• **Exercise brief**: Return, unchanged, the part of the rows that opens with the line containing "Point out the man's eye" and closes with the final row, including both ends.

• **Data**:
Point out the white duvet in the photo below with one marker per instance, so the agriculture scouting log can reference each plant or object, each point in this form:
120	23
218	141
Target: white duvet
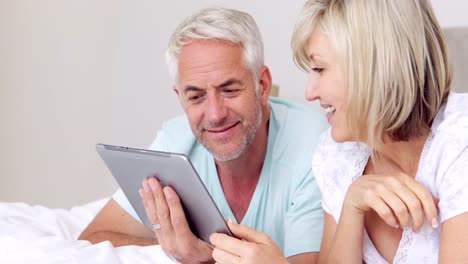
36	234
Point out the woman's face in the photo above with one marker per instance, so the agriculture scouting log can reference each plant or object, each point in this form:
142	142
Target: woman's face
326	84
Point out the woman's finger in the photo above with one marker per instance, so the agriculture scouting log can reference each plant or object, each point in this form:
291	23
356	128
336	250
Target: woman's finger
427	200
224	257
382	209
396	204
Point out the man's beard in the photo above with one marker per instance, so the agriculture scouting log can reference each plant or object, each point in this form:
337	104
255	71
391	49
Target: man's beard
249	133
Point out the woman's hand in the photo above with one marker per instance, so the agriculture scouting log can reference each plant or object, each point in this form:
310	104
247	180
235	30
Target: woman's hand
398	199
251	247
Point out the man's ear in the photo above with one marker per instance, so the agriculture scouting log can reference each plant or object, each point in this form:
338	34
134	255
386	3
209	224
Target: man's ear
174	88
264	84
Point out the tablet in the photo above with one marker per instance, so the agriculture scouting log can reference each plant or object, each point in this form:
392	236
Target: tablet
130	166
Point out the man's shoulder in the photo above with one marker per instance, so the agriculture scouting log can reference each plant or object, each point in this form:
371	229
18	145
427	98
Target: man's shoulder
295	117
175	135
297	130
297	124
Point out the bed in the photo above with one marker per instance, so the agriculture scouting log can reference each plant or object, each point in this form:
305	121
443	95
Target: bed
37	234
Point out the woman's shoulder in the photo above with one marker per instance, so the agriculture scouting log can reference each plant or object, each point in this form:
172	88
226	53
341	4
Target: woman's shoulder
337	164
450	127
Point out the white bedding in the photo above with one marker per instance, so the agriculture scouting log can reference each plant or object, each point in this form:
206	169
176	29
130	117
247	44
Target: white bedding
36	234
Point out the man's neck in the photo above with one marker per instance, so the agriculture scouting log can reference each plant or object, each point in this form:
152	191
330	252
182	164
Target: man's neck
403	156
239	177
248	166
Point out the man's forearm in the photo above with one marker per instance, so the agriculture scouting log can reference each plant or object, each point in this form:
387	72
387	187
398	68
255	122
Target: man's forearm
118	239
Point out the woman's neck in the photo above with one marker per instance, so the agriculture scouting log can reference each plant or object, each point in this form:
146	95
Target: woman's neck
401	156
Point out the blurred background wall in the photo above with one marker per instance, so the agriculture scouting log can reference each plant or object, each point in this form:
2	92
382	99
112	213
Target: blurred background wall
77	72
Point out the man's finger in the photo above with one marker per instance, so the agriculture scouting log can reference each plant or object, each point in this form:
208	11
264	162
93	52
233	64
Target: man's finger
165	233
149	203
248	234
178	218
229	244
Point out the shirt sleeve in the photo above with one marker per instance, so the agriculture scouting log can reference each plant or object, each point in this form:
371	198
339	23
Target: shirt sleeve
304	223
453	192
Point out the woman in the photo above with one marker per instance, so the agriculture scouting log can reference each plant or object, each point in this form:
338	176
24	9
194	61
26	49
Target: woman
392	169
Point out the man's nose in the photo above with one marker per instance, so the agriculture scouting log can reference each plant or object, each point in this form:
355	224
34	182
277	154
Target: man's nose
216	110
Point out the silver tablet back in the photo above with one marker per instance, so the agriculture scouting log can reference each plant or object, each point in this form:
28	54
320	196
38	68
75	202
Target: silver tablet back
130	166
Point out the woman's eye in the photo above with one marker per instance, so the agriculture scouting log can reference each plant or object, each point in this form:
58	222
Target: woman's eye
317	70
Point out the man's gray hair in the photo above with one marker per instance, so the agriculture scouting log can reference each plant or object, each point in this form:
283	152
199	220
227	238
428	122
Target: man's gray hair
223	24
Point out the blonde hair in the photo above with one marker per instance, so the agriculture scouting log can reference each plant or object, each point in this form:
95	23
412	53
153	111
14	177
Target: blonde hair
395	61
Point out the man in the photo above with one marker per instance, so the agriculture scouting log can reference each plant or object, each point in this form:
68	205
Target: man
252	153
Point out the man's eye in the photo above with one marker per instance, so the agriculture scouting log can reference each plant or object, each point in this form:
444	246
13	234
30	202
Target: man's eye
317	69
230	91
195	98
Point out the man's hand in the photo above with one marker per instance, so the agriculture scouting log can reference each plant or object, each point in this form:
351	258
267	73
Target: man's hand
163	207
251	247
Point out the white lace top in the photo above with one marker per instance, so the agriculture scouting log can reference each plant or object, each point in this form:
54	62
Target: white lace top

• **Answer below**:
Point out the man's eye in the photo above with one marker per instance, so the agriculture scouting log can reference each plant or object, each point in this form:
444	246
13	234
30	202
Target: man's eye
317	69
230	91
195	98
Point out the man's hand in the photo above with one marker per instance, so the agriculture scouting log can reference each plant or object, each point in this form:
351	258
267	73
Target: man's hand
163	207
251	247
Point out the white lace top in the photo above with one marker per instance, so the agriculture scouting log can reference each plant or object, each point in this form:
54	62
Target: white lace top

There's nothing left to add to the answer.